> _Raw data_:
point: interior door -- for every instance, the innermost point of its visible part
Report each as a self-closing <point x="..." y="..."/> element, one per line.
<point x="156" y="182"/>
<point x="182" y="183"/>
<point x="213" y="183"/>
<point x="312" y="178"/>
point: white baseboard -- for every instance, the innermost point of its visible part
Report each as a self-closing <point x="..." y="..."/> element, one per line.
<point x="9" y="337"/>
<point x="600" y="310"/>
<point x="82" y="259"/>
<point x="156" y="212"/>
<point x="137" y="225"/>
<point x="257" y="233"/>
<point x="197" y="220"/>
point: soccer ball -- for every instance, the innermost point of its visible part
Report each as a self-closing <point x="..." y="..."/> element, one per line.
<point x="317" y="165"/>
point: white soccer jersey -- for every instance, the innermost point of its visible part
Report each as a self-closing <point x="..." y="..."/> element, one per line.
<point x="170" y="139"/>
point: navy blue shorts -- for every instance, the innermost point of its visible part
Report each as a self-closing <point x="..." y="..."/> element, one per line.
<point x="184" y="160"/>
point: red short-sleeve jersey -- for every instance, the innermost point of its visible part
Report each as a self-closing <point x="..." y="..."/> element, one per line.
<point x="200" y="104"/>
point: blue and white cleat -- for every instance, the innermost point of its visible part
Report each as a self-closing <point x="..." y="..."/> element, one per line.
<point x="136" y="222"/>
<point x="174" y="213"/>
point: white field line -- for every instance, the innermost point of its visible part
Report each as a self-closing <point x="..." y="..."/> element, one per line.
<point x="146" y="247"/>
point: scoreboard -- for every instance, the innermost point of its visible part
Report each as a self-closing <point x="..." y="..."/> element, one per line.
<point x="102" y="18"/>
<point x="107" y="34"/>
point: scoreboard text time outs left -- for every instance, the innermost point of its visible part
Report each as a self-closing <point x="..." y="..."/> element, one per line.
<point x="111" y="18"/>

> _What is expected_: Write out the full set of records exactly as given.

> _Output of the exercise_:
point: interior door -- for every instance, the innermost point of its visible part
Report each as a self-closing <point x="..." y="..."/> element, one per line.
<point x="156" y="182"/>
<point x="182" y="183"/>
<point x="213" y="183"/>
<point x="312" y="178"/>
point: white baseboard -- for every instance, the innermost point of its visible part
Report each as a self-closing <point x="..." y="..."/> element, one per line.
<point x="9" y="337"/>
<point x="600" y="310"/>
<point x="82" y="259"/>
<point x="156" y="212"/>
<point x="137" y="225"/>
<point x="257" y="233"/>
<point x="197" y="220"/>
point: soccer ball -- for every instance, the innermost point of its visible part
Report each as a self-closing <point x="..." y="..."/> element, one per line.
<point x="317" y="165"/>
point: white soccer jersey -- for every instance, the innermost point of its visible part
Report each as a self-closing <point x="..." y="..."/> element, one per line.
<point x="170" y="139"/>
point: navy blue shorts -- for every instance, the innermost point of its visible part
Report each as a self-closing <point x="..." y="..."/> element, one per line.
<point x="184" y="160"/>
point: red short-sleeve jersey -- for every instance, the innermost point of its visible part
Report each as a self-closing <point x="..." y="..."/> element, one per line.
<point x="200" y="104"/>
point: blue and white cleat -- for every instance, the innermost point of its visible part
Report each as a self-closing <point x="..." y="..."/> element, one per line.
<point x="136" y="222"/>
<point x="174" y="213"/>
point: white field line -- for every instance, the innermost point of its visible part
Report each as a self-closing <point x="..." y="..."/> element, one per line.
<point x="146" y="247"/>
point: scoreboard -- for every instance, the innermost point of its visible part
Report each as a self-closing <point x="..." y="..."/> element, one per line.
<point x="102" y="18"/>
<point x="107" y="34"/>
point: scoreboard text time outs left -- for every instance, the innermost point of its visible part
Report each as a self-closing <point x="..." y="..."/> element, one per line.
<point x="111" y="18"/>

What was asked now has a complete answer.